- [QUESTIONS TO ANSWER]:
1. Retype the passage of the palm oil article starting at "Last week, Indonesia" and ending at "exacerbate the problem.".
2. According to the palm oil article, from what date did Indonesia's export ban take effect?
3. Please carry on the palm oil article from the point where it stops.

--- TEXT PROVIDED Enclosed Below ---

Last week, Indonesia banned the export of palm oil with effect from April 28, in the wake of a severe shortage and skyrocketing prices of edible oil in the Southeast Asian nation. The country is the biggest palm oil producer in the world.

Palm oil and its derivatives are used in food products, detergents, cosmetics and biofuels. These are used to manufacture several daily consumption goods such as soaps, margarine, shampoos, noodles, biscuits and chocolates. So, any rise in palm oil prices will push up the input costs across these industries.

Effect On Various Industries In India

Swastika Investmart Head (Research) Santosh Meena said that due to the Russia-Ukraine war, the world cooking oil supply was already in a huge supply deficit, driving prices of palm and soy oils to record highs. This export ban and increase in Malaysian taxes will further exacerbate the problem.

“Palm oil and its derivatives are used in producing several goods for daily consumption such as soaps, shampoos, biscuits, and noodles. This will negatively affect FMCG companies like HUL, Nestle, Britannia, Godrej Consumer Products Ltd, Marico Ltd., etc. The high prices will leave packaged food products manufacturers, soap manufacturers, and other personal care manufacturers with no other option than to raise prices and thus affecting their volumes,” Meena.

--- End of Enclosed TEXT PROVIDED ---
--- RECORD SET Enclosed Below ---

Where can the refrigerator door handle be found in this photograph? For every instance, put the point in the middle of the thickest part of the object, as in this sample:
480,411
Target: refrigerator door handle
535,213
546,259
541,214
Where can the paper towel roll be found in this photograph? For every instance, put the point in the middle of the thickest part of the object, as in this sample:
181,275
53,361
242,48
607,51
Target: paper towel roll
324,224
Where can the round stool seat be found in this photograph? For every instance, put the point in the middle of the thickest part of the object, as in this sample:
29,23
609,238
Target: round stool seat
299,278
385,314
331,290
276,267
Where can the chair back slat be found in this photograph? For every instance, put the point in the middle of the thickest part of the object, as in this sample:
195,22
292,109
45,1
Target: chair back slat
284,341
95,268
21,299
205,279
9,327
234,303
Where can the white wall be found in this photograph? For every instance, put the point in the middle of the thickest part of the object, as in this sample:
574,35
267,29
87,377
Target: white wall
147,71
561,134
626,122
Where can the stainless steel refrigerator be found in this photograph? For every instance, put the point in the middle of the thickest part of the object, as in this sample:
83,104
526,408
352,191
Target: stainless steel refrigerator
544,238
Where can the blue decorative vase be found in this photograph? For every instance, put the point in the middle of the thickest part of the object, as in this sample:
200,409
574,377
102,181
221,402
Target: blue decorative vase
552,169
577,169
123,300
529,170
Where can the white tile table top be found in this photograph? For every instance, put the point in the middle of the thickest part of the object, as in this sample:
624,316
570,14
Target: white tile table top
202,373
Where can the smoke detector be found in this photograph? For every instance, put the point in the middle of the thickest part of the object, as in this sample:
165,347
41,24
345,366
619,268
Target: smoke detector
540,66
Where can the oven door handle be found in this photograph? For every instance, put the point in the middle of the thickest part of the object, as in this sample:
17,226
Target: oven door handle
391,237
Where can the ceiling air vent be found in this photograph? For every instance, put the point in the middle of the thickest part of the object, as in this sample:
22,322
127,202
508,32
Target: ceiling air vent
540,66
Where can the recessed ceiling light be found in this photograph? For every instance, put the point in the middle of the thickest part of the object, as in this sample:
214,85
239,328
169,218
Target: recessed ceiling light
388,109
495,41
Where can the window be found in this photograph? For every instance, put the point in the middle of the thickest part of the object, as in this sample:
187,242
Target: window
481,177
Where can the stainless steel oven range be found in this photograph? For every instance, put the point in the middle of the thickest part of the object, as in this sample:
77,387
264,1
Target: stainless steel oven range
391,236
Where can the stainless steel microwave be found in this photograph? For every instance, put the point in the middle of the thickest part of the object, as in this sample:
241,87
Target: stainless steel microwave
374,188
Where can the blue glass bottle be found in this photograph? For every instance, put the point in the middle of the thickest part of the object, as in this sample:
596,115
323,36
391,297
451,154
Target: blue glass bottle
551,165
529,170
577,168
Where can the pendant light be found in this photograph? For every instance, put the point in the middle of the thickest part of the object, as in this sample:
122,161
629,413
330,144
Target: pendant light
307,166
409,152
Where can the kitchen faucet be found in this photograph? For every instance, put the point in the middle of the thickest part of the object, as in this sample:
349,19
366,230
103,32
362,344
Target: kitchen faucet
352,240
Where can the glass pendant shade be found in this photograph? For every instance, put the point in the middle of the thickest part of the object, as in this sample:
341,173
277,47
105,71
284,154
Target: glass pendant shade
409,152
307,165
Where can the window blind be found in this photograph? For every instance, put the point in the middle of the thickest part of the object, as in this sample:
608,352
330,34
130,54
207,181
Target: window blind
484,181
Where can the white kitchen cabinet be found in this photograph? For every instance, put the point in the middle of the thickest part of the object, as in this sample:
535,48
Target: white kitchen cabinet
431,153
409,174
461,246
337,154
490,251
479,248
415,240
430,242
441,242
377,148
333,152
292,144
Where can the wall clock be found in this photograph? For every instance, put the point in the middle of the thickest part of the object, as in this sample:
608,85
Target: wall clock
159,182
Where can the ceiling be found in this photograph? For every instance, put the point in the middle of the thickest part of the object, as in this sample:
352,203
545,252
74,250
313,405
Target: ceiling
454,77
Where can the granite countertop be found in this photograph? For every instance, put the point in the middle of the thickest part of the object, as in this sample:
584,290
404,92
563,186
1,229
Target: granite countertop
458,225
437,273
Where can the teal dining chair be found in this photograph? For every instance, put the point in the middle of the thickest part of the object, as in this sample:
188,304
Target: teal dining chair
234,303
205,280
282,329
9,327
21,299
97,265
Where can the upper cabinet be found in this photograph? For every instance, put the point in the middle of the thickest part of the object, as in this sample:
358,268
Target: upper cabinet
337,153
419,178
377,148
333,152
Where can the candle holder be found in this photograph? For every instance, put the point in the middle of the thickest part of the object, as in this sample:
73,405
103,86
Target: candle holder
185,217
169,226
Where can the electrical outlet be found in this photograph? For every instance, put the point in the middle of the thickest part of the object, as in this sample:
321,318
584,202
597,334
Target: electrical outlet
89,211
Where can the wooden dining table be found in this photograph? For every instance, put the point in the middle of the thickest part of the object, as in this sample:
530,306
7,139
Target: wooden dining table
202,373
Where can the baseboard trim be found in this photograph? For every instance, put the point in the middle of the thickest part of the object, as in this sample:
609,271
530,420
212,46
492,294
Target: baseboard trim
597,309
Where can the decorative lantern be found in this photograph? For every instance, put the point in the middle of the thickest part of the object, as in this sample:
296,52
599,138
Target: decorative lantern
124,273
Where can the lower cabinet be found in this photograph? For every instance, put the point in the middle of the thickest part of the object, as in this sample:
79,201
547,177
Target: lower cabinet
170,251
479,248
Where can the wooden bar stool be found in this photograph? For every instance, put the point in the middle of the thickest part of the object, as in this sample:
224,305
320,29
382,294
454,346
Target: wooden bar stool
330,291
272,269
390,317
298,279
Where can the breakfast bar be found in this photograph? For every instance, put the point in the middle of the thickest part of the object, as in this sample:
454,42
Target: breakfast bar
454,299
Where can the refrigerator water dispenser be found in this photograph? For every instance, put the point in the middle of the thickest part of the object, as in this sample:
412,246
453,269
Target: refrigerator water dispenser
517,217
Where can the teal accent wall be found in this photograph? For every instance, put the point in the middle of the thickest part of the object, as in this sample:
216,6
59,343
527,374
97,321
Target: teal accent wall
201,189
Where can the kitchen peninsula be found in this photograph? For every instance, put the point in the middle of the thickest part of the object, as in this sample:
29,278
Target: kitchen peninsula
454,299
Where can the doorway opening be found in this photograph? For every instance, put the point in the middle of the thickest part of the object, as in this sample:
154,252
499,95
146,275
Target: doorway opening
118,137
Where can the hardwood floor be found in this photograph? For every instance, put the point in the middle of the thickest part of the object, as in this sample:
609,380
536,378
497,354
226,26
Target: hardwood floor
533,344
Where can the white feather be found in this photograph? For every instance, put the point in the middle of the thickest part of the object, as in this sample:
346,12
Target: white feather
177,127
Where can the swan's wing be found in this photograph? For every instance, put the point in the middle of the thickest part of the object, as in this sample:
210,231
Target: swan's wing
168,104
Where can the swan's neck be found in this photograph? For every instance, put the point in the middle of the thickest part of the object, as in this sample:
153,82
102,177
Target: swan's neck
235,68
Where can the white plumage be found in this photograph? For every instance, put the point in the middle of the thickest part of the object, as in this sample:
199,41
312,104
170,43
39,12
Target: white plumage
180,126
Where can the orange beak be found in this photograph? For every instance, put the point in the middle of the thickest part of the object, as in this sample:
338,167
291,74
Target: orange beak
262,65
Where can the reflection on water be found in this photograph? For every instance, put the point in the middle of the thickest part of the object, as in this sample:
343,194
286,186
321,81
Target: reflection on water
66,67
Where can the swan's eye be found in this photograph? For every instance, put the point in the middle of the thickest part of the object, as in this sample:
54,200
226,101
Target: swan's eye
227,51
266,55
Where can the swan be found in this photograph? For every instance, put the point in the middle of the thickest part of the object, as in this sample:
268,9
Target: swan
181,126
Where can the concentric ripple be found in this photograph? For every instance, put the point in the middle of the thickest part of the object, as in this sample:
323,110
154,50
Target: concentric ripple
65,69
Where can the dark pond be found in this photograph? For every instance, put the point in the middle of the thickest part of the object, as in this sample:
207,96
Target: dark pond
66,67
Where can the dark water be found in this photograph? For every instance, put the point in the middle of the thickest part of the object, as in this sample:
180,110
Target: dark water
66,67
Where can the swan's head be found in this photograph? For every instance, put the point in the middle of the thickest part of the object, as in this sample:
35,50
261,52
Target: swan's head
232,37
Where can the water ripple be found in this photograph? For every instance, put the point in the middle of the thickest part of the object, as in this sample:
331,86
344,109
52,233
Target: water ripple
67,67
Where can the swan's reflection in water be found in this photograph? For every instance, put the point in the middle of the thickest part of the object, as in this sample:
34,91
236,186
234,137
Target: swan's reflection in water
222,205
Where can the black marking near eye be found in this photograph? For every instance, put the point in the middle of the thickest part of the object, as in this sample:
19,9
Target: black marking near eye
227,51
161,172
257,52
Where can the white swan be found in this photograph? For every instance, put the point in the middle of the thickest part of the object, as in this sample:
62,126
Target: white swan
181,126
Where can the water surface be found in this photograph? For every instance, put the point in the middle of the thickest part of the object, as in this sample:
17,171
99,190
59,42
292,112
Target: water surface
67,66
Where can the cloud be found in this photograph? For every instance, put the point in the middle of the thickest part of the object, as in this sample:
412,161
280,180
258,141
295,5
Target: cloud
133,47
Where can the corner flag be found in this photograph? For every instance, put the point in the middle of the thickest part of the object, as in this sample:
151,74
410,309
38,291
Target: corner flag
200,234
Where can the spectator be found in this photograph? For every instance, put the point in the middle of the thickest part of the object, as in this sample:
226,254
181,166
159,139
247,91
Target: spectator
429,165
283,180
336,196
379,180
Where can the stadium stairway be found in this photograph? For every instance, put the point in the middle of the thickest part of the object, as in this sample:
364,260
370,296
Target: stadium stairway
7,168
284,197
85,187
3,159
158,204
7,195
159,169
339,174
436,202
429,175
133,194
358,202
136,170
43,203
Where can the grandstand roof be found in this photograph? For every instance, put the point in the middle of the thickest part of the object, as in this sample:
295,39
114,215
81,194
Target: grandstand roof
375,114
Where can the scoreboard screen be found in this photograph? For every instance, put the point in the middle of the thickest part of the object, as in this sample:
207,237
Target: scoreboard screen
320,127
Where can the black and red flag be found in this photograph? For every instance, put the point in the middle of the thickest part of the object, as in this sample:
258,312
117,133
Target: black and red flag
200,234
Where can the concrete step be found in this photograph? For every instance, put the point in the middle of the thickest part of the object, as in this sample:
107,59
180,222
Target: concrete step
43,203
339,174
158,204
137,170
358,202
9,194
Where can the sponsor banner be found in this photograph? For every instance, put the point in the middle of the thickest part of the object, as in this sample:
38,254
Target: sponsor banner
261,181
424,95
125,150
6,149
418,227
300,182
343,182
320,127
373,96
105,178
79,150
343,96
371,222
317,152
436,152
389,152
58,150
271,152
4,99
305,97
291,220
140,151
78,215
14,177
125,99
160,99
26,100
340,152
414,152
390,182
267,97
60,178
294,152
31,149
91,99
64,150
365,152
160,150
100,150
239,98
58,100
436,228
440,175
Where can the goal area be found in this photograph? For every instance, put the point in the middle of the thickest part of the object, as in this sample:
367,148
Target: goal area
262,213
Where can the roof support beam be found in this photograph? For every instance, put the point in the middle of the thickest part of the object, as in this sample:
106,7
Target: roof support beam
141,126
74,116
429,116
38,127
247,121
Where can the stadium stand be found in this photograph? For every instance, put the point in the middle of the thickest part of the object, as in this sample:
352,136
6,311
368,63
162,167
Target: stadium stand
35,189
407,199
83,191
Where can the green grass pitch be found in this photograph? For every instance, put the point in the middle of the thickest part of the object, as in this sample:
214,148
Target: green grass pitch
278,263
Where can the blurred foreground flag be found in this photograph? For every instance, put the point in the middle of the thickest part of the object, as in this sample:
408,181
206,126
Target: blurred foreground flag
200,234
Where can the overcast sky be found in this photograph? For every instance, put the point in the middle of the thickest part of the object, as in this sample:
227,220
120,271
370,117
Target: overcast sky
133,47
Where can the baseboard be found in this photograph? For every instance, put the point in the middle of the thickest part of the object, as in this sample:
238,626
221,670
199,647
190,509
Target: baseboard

--- End of Enclosed RECORD SET ---

- [EXPECTED RESULTS]:
1.
Last week, Indonesia banned the export of palm oil with effect from April 28, in the wake of a severe shortage and skyrocketing prices of edible oil in the Southeast Asian nation. The country is the biggest palm oil producer in the world.

Palm oil and its derivatives are used in food products, detergents, cosmetics and biofuels. These are used to manufacture several daily consumption goods such as soaps, margarine, shampoos, noodles, biscuits and chocolates. So, any rise in palm oil prices will push up the input costs across these industries.

Effect On Various Industries In India

Swastika Investmart Head (Research) Santosh Meena said that due to the Russia-Ukraine war, the world cooking oil supply was already in a huge supply deficit, driving prices of palm and soy oils to record highs. This export ban and increase in Malaysian taxes will further exacerbate the problem.

2. April 28

3.
After Indonesia’s ban, domestic edible oil prices are likely to jump 10-15 per cent in the short term, according to an FE report quoting industry officials. It said the Ukraine-Russia war has already affected sunflower oil supplies in India, adding pressure to household budgets.

A livemint report quoted Parle Products’ official saying, the move poses a big challenge for firms across the packaged consumer goods industry. “That’s not just for the food companies but for FMCG companies at large because there are many other players beyond food firms. including those who manufacture soaps and other things. So, it’s going to be very challenging.”

Mayank Shah, senior category head at Parle Products, was quoted in the report as saying that second-biggest palm oil exporter Malaysia is facing a production shortfall due to a pandemic-induced labour shortage, and is unlikely to be able to plug the gap. “So, the expectation was that Indonesian supplies would take care of it, but this is going to be very difficult. There are already issues with sunflower oil, because of the Ukraine-Russia situation. This is going to add to the challenges.”

Analysts at brokerage firm Jefferies in a report said that this development will exacerbate pressures and become a key worry for HUL, GCPL, Britannia and Nestle.

“Indonesia’s decision affects not only palm oil availability but vegetable oils worldwide,” according to the report quoting James Fry, chairman of commodities consultancy LMC International.

Retail inflation in India during March jumped to a 17-month high of 6.95 per cent, mainly on account of costlier food items. High petrol and diesel prices in the country have already lifted the food and other commodity prices.